SUPPLIED PASSAGE>
☆ ☆ ☆
Brian O’Neill’s Jan. 15 column in the Post-Gazette (“Put Methane in Its Place, not the Atmosphere”) was missing a crucial fact: Pennsylvania’s air is getting cleaner because of increased natural gas production.
Patrick McDonnell, the acting state secretary of environmental protection, put it plainly in a 2016 news release, when he said, “Overall, our air quality continues to improve.” The release included figures showing that, from 2012 to 2014, the number of drilling sites monitored by DEP increased by more than 11.7 percent, while the total methane emissions from those sites decreased by more than 11.6 percent. Tighter monitoring found a decrease in methane leaks.
I introduced the Keeping Pennsylvania Competitive Act, Senate Bill 1327, last year in response to Gov. Tom Wolf’s plan to introduce new methane regulations in the permitting process for new wells. The regulations won’t decrease methane leaks — existing regulations already have done that. What the new regulations will do is lengthen already burdensome delays in permit approvals and cost the state thousands of family-sustaining jobs while providing no additional environmental benefit.
The current system of monitoring and regulating methane emissions includes four recent actions by the federal Environmental Protection Agency, and it clearly is working.
While further state-level regulations might appease special interests and ideological allies of Mr. Wolf, they would make no meaningful impact on the environment and would only serve to punish working families already dealing with a market downturn in natural gas.
Consider a Pennsylvania Department of Health study that shows that asthma-related hospitalization rates across Pennsylvania decreased 26 percent between 2009 and 2013, the very time in which Pennsylvania’s shale boom was at its peak. That same study found that Washington County, in the epicenter of the drilling activity, had asthma hospitalization rates below the state average.
Another study, commissioned by the Fort Cherry School District in Washington County, concluded that drilling operations near the school “did not substantially affect local air” quality.
Pennsylvania’s air quality is improving because of natural gas production, not in spite of it. Mr. Wolf’s proposed regulations would make it harder to achieve the very goal we have reached: cleaner air. The plain fact is that natural gas producers already have the strongest possible incentive to avoid methane leaks, because methane is the very product they sell.
The increased use of natural gas in Pennsylvania and throughout the United States is making our local communities’ air cleaner, establishing America as a world leader in global carbon-emission reduction and creating jobs in our region in ways we haven’t seen in a generation. That is why the Legislature must pass the Keeping Pennsylvania Competitive Act.
State Sen. Guy Reschenthaler, R-Jefferson Hills, represents parts of western Allegheny County and eastern Washington County.
☆ ☆ ☆
DATA>

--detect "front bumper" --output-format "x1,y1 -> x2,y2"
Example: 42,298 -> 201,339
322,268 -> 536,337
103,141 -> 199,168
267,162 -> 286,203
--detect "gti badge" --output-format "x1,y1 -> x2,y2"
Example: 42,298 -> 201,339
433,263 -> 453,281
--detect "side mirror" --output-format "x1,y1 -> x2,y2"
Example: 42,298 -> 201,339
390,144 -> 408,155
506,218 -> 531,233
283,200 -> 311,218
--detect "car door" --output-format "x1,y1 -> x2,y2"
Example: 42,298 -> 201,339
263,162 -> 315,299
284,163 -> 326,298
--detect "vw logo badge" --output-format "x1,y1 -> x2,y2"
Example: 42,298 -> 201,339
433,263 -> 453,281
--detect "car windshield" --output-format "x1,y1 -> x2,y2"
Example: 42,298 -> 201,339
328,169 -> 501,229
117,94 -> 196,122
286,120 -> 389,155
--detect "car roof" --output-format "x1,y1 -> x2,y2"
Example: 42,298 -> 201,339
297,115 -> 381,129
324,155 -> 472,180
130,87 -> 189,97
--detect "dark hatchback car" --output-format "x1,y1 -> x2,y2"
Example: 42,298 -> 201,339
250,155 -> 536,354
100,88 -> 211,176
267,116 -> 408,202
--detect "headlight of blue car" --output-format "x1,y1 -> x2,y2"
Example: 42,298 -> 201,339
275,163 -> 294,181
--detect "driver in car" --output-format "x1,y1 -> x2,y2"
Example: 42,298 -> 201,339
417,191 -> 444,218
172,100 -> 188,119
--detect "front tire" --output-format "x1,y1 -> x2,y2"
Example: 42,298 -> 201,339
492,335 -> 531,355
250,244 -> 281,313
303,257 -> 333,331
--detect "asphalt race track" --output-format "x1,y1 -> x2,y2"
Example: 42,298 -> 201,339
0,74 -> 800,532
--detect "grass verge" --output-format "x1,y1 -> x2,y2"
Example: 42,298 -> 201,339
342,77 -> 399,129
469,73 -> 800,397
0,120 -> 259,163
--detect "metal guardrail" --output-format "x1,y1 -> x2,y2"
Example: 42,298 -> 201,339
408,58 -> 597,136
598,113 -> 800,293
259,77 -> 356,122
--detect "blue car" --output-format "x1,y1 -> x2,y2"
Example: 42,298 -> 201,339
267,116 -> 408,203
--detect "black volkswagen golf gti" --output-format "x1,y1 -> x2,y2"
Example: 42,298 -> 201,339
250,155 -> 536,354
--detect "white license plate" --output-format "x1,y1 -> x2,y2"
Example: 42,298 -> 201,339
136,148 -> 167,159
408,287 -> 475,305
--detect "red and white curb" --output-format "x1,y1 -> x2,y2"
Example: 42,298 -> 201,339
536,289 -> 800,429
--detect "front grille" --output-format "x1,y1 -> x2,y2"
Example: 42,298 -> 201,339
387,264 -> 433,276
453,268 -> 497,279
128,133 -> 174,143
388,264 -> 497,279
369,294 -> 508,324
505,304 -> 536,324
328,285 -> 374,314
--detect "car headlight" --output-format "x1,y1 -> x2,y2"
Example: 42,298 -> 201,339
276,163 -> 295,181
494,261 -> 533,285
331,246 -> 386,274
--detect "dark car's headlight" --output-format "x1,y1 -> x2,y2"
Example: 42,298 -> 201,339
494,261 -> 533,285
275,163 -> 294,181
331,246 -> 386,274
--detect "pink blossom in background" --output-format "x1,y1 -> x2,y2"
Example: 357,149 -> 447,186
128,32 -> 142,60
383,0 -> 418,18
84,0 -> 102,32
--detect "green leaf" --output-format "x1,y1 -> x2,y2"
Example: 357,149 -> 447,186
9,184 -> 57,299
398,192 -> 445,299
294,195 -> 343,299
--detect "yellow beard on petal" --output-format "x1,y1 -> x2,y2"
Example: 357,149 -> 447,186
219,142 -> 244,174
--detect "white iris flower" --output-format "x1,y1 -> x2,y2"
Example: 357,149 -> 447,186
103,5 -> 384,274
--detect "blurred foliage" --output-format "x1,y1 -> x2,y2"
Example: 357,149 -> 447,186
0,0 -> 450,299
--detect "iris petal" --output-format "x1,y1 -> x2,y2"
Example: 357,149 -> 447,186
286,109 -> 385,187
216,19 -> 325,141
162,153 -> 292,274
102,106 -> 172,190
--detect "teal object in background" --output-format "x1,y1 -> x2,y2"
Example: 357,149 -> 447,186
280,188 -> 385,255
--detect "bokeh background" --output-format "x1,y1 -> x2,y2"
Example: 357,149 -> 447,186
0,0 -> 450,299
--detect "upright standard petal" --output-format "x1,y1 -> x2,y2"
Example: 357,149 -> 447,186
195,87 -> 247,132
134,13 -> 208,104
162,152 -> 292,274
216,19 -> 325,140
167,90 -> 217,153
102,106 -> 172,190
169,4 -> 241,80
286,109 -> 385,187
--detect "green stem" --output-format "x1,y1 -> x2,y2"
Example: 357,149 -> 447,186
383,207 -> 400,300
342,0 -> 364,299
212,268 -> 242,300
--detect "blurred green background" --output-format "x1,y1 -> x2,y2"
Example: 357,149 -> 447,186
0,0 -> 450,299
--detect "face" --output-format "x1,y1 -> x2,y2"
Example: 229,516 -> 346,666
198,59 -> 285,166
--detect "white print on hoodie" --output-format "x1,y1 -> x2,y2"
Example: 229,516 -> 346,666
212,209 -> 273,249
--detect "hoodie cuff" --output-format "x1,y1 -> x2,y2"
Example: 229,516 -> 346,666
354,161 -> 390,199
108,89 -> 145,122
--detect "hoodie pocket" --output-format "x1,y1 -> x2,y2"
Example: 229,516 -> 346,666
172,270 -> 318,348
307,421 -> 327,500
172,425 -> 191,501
☆ ☆ ☆
WORK TASK A>
From the letter on Pennsylvania methane regulation, copy word for word the part that begins with the words "Brian O’Neill’s Jan." and ends with "natural gas production.".
WORK TASK B>
Using the letter on Pennsylvania methane regulation, answer the following:
(i) By what percentage did asthma-related hospitalization rates across Pennsylvania decrease between 2009 and 2013?
(ii) What is the Senate bill number of the Keeping Pennsylvania Competitive Act?
(iii) Which school district commissioned the study of drilling operations near its school?

TASK RESPONSE A>
Brian O’Neill’s Jan. 15 column in the Post-Gazette (“Put Methane in Its Place, not the Atmosphere”) was missing a crucial fact: Pennsylvania’s air is getting cleaner because of increased natural gas production.

TASK RESPONSE B>
(i) 26 percent
(ii) Senate Bill 1327
(iii) The Fort Cherry School District in Washington County